-- Begin Material provided --

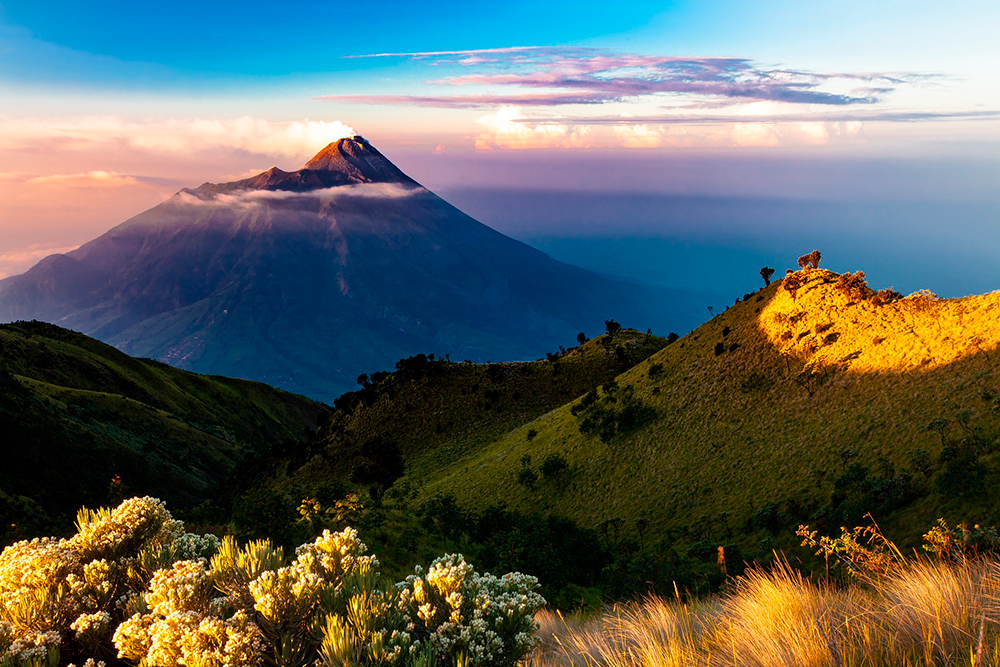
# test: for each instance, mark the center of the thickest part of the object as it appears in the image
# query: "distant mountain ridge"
(76, 413)
(304, 279)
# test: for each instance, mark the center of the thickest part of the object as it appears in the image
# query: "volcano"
(305, 279)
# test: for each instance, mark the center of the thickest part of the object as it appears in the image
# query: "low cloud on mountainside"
(253, 198)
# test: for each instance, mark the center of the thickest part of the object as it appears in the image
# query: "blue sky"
(106, 108)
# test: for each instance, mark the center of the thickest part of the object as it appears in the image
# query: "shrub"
(130, 581)
(553, 466)
(885, 296)
(792, 282)
(527, 477)
(853, 286)
(811, 260)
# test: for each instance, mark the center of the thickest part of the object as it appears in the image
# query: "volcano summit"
(305, 279)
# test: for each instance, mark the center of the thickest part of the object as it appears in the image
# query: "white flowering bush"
(62, 598)
(479, 618)
(131, 587)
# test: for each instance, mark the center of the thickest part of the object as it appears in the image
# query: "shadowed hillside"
(439, 412)
(76, 413)
(811, 395)
(304, 279)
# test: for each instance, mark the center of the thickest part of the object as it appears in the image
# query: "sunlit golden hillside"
(777, 400)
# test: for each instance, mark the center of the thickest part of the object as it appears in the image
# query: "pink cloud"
(596, 76)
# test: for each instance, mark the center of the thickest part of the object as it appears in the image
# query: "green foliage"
(963, 474)
(554, 466)
(76, 413)
(381, 465)
(618, 412)
(131, 585)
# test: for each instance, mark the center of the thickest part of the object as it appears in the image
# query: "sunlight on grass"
(926, 614)
(840, 327)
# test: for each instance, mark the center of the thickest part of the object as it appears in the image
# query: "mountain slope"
(774, 401)
(439, 412)
(76, 413)
(305, 279)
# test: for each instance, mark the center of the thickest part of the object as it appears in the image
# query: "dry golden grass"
(800, 379)
(927, 614)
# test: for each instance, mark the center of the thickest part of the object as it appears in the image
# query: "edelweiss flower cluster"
(137, 521)
(182, 627)
(488, 619)
(33, 646)
(132, 576)
(91, 628)
(58, 590)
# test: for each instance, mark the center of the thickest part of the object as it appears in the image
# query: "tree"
(382, 464)
(811, 260)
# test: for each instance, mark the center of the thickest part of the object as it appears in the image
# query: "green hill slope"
(76, 413)
(817, 399)
(439, 412)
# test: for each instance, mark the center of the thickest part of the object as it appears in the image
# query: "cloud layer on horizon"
(556, 76)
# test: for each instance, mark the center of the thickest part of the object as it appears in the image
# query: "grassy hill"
(440, 412)
(812, 394)
(76, 413)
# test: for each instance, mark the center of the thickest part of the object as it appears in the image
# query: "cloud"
(18, 260)
(639, 136)
(503, 130)
(254, 198)
(575, 75)
(104, 179)
(174, 136)
(836, 117)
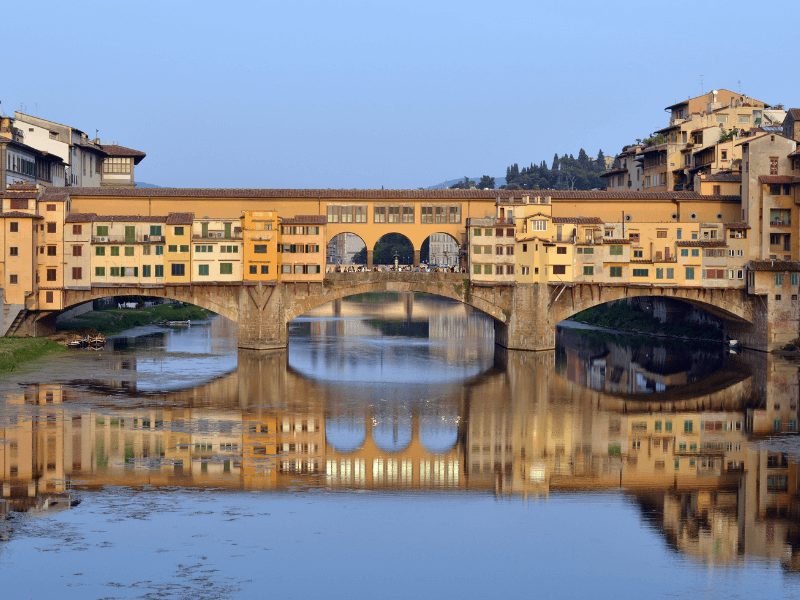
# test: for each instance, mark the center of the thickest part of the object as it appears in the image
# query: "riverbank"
(115, 320)
(623, 317)
(17, 351)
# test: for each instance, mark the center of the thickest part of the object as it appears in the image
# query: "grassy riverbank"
(16, 351)
(114, 320)
(624, 317)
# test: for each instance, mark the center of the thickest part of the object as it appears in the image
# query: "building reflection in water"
(702, 460)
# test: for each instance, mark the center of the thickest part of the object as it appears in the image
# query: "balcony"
(126, 239)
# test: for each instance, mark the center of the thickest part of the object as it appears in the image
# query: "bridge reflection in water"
(697, 458)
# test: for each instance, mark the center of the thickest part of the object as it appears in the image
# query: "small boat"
(97, 342)
(77, 343)
(186, 323)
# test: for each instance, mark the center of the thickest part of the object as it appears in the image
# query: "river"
(393, 451)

-- End Material provided --

# [Set problem]
Every entry above needs to be retyped exactly; drop the pictures.

# [The reply]
# test: for each instance, mark the center of the thickest part of the object as it appears in the image
# query: "distant mountain ridge"
(76, 413)
(304, 279)
# test: for each instance, mark the center of the thickest part of the object as it appears in the image
# query: "volcano"
(305, 279)
# test: for each instance, mark the center of the thickest part of the object as it appears in the image
# query: "low cloud on mountainside"
(253, 198)
# test: for each instance, mark the center of the thickest part of the object as it appears in the image
# query: "blue sky"
(106, 108)
# test: for each instance, mark the center of the thickest part of the object as it appears in the image
# query: "shrub"
(130, 581)
(553, 466)
(885, 296)
(792, 282)
(527, 477)
(853, 286)
(811, 260)
# test: for each instance, mark the center of the thickest part of the object as it appears in the image
# query: "volcano summit"
(305, 279)
# test: for each instance, mark the center of the thickest part of the object as it appears in the image
# query: "white flowering bush"
(62, 598)
(479, 618)
(131, 587)
# test: for each instance, mark the center of the thickest part of the object as it appears in the image
# query: "shadowed hillside"
(439, 412)
(76, 413)
(811, 395)
(304, 279)
# test: for each instance, mark the center of the thickest part of the object as it appears in the image
# query: "sunlit golden hillside"
(777, 400)
# test: for each instance, mark the center of the thickest part of the object as it appears in the image
# query: "pink cloud"
(596, 76)
# test: for each instance, mark the center of the thickest part of the object as it appears in the image
# query: "green foliage"
(963, 474)
(554, 466)
(76, 413)
(381, 465)
(618, 412)
(131, 585)
# test: for each instance, mark the center of the thickest part of the object as it appears in the image
# query: "sunlight on grass"
(926, 614)
(840, 327)
# test: for each instance, mark the center of the thickest part of the object as it appears in the image
# query: "mountain slope"
(774, 401)
(439, 412)
(76, 413)
(305, 279)
# test: for each instance, mark the center of the thickest part of the object as it appears in the image
# query: "dry golden grass"
(800, 379)
(927, 614)
# test: for each instance, mark the center of the thickest part of the object as it appears in the image
# query: "edelweiss flower cluster"
(137, 521)
(182, 627)
(488, 619)
(33, 646)
(132, 576)
(91, 628)
(58, 590)
# test: for each instance, mark the center of the thickest part of the object as it appears in the image
# query: "tree"
(382, 464)
(811, 260)
# test: for each instance, mark the center of the thickest part of the object as it appears in the image
# query: "green hill slope"
(76, 413)
(817, 399)
(439, 412)
# test: for each instance, mark the center of the thickest part of the object as it appears in the image
# query: "cloud layer on horizon"
(556, 76)
# test: for each instance, mark the center of the thickest part of the object as it appears in the image
# query: "grassy hill"
(440, 412)
(812, 394)
(76, 413)
# test: for each instance, mark the center of the thickest part of the object as it appears in the image
# query: "cloud"
(18, 260)
(639, 136)
(503, 130)
(254, 198)
(575, 75)
(104, 179)
(174, 136)
(836, 117)
# test: for each instance, mark the center of the thickest part of the object as it appears in the image
# query: "riverbank"
(115, 320)
(623, 317)
(17, 351)
# test: for each instance, mark the center of the thickest part of the object as it appears in the image
# query: "grassy riverbank"
(16, 351)
(114, 320)
(624, 317)
# test: for each instance, mark the center of the thickest part of the object as it appears in the image
# query: "building reflection in water"
(702, 460)
# test: for each instance, mark the center of the thickest part of the object as it appears in the image
# query: "balcony"
(126, 239)
# test: for each instance, mark the center of the thickest part of the object as it appears in the image
# query: "bridge reflection in water"
(697, 458)
# test: for each instance, mark the center of the thickest part of the object as it appears in the image
# query: "small boat"
(97, 342)
(77, 343)
(186, 323)
# test: for each instance, mark the center of the thickest part of the object as it appears in the image
# query: "river"
(393, 451)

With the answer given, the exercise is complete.